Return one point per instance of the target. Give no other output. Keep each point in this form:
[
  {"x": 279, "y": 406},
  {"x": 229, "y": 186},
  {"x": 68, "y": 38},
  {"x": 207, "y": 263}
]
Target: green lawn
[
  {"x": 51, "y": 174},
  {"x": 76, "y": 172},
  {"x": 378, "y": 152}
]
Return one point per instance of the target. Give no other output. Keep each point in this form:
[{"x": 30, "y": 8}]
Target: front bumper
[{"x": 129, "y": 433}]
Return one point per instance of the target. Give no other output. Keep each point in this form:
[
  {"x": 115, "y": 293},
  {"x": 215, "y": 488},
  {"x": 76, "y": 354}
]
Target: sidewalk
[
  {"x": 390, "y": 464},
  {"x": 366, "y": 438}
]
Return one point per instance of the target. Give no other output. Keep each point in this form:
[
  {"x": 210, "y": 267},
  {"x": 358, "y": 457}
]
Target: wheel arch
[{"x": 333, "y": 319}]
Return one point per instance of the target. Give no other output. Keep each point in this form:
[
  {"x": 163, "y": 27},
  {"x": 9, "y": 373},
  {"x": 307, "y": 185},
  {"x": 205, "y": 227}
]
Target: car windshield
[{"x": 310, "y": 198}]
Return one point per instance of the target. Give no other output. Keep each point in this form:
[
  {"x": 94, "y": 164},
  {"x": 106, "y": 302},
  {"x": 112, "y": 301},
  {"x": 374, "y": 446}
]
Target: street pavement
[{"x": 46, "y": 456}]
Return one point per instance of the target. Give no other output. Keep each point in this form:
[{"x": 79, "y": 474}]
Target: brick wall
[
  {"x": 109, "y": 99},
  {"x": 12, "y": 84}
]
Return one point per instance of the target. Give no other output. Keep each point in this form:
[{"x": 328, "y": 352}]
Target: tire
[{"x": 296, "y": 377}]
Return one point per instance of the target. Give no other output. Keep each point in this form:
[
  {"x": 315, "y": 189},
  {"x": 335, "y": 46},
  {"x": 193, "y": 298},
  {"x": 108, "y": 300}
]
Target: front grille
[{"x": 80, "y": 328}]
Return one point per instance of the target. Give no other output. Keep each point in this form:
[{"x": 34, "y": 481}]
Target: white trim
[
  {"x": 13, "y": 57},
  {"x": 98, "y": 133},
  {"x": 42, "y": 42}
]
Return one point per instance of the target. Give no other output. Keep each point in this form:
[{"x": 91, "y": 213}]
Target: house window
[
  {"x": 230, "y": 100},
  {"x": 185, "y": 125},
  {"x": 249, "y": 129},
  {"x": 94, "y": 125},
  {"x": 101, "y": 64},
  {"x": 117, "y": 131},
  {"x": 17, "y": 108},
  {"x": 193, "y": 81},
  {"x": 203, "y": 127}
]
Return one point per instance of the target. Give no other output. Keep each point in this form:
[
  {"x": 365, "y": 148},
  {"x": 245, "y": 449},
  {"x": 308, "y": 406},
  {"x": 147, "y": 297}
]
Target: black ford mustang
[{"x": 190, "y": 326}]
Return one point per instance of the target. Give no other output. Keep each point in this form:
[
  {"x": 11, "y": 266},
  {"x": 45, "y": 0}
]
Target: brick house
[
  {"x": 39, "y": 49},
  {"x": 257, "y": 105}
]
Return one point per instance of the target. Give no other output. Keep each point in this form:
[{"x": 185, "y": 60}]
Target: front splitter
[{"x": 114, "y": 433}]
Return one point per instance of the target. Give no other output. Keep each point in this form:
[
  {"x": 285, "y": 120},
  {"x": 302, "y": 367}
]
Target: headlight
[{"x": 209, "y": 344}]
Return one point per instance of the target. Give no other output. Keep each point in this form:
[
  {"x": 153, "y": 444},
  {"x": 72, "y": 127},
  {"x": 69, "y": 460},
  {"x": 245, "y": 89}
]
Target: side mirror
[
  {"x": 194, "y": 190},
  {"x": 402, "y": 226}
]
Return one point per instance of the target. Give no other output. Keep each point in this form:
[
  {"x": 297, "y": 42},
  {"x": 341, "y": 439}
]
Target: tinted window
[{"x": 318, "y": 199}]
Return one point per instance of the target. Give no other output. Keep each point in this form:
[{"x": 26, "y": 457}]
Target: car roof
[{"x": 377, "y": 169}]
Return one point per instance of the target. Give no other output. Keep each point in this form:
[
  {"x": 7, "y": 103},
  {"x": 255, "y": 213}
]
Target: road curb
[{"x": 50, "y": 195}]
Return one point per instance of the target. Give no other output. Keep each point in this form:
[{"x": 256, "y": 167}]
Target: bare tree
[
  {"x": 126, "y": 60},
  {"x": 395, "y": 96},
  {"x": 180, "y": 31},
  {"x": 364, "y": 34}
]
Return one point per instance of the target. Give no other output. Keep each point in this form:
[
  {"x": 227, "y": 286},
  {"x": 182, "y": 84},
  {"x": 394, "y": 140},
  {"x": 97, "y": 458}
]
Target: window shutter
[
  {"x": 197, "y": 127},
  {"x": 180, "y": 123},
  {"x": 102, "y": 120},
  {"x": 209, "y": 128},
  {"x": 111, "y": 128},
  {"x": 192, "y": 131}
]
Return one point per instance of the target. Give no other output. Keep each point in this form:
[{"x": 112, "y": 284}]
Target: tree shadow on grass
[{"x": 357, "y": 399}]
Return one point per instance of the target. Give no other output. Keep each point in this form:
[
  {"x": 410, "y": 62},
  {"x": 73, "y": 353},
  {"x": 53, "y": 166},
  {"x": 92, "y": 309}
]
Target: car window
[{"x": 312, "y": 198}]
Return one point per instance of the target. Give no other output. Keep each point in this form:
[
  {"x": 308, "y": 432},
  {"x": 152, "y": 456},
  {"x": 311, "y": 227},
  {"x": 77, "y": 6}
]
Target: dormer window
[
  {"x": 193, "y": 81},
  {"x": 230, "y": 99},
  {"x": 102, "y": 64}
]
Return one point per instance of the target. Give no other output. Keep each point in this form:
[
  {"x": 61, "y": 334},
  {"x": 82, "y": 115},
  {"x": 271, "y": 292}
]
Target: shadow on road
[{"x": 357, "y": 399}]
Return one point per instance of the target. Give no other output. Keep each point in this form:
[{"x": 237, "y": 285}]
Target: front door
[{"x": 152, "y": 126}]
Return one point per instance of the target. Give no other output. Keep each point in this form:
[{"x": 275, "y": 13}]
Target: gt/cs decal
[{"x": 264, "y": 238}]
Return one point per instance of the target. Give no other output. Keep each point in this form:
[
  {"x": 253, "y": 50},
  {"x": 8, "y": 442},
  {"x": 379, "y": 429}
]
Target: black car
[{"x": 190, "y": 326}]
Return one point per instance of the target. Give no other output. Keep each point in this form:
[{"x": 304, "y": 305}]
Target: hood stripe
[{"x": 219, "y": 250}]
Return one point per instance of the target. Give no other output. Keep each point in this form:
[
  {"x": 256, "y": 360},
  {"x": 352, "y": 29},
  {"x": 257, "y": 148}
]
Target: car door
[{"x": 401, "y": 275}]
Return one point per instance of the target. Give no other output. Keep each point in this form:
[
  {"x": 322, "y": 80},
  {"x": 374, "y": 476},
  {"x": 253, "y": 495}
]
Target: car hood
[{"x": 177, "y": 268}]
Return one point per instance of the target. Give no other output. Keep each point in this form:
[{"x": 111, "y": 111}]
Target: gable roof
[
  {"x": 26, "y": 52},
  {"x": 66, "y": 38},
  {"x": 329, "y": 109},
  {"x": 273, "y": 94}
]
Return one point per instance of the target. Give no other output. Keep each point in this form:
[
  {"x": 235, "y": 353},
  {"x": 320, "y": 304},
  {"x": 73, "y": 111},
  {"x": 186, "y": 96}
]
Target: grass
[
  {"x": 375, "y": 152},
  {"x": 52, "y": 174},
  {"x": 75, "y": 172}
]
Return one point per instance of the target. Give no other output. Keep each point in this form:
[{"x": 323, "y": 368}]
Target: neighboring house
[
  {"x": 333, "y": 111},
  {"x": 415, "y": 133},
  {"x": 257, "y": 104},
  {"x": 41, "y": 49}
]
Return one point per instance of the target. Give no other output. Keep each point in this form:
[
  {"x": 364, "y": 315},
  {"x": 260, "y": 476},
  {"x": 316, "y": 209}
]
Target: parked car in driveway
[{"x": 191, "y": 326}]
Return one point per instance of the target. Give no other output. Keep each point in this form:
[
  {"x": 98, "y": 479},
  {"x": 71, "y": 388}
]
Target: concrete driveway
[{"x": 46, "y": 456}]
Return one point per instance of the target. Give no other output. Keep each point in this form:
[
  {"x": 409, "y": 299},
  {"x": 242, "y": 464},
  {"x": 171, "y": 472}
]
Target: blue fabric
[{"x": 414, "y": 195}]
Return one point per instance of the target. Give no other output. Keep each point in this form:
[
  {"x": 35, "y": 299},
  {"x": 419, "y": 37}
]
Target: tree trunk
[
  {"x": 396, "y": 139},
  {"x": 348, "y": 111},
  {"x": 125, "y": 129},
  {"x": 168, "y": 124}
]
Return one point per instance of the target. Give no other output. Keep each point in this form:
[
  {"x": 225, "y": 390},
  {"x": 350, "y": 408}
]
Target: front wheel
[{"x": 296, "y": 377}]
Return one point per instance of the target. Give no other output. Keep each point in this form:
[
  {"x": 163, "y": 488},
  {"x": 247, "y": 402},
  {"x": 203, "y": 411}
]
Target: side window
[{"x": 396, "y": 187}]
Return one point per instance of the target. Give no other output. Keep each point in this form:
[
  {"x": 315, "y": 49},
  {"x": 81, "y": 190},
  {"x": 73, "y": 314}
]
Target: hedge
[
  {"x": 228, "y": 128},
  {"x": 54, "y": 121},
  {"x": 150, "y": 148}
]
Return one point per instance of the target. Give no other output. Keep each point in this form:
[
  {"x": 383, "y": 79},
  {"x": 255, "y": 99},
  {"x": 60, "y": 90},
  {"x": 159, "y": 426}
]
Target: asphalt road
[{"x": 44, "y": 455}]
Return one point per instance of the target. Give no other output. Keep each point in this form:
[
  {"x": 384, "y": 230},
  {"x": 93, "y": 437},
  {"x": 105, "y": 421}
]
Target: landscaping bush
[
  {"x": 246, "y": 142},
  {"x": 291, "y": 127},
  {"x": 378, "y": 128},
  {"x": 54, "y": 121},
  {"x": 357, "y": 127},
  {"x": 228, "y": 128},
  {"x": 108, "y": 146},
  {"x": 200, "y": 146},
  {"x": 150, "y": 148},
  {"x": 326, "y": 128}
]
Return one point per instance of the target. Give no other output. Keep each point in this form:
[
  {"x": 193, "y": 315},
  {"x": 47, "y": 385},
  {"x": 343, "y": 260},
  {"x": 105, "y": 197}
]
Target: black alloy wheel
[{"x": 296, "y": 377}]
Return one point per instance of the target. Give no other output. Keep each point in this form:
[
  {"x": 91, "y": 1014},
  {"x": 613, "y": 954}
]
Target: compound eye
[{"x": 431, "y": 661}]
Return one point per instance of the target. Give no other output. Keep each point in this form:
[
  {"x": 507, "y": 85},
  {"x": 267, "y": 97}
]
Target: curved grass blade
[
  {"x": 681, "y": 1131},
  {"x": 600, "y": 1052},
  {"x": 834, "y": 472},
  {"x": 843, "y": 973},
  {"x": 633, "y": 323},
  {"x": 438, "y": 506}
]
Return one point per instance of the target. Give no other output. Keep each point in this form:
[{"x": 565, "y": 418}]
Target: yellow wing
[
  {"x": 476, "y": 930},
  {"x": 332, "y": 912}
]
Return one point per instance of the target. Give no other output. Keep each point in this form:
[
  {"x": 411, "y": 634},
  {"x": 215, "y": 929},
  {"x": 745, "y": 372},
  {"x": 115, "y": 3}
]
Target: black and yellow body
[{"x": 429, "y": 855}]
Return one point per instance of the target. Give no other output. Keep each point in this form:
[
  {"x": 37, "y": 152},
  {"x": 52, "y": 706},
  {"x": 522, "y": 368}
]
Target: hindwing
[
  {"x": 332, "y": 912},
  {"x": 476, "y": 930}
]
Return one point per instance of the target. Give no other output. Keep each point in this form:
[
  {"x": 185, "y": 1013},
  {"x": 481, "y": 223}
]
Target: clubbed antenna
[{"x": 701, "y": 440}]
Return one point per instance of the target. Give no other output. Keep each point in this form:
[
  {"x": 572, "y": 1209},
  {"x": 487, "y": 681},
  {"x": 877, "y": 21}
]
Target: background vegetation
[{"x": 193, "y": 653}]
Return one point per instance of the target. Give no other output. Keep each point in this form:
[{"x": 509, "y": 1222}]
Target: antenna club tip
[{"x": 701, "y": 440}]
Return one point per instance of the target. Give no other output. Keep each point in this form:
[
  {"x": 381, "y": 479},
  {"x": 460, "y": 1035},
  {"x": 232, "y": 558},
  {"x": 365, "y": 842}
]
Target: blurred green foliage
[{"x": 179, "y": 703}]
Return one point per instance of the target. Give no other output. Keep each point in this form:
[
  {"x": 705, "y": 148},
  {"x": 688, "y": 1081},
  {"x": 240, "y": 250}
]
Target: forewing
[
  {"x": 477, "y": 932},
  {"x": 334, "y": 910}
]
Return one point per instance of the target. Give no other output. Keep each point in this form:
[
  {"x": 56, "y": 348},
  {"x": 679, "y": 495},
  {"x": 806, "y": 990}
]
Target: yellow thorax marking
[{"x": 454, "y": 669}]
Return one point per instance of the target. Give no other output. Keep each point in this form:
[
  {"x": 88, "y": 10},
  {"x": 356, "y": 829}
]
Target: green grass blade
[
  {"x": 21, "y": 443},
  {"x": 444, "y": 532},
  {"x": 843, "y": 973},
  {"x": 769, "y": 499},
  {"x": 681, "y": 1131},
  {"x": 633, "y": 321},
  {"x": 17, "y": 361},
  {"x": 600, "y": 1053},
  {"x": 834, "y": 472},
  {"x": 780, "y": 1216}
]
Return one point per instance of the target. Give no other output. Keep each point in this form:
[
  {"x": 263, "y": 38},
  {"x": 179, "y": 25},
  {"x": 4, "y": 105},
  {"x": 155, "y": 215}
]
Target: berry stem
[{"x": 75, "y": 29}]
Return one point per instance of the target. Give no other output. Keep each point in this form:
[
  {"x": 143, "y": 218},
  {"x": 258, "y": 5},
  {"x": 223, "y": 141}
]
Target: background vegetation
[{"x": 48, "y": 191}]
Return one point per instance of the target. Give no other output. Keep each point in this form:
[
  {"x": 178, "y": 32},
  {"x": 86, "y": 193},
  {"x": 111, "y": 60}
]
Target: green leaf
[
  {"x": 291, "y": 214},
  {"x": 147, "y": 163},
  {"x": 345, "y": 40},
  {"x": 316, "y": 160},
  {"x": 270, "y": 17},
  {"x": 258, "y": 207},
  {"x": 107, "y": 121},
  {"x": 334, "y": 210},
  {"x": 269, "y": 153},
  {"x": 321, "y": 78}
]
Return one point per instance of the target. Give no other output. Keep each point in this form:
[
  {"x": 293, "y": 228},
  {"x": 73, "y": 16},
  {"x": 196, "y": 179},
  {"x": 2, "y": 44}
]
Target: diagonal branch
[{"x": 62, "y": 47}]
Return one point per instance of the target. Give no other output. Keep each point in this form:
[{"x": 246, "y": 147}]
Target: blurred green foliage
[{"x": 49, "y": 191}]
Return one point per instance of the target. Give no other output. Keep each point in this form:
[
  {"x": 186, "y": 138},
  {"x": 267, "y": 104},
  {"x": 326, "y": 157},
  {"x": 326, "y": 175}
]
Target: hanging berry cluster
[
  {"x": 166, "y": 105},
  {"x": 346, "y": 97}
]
════
What is needed
Pick out each line of the data above that contains the string "blade", matching case exactly. Copy those lines in full.

Answer for this exercise
Target: curved grass blade
Target: green grass blade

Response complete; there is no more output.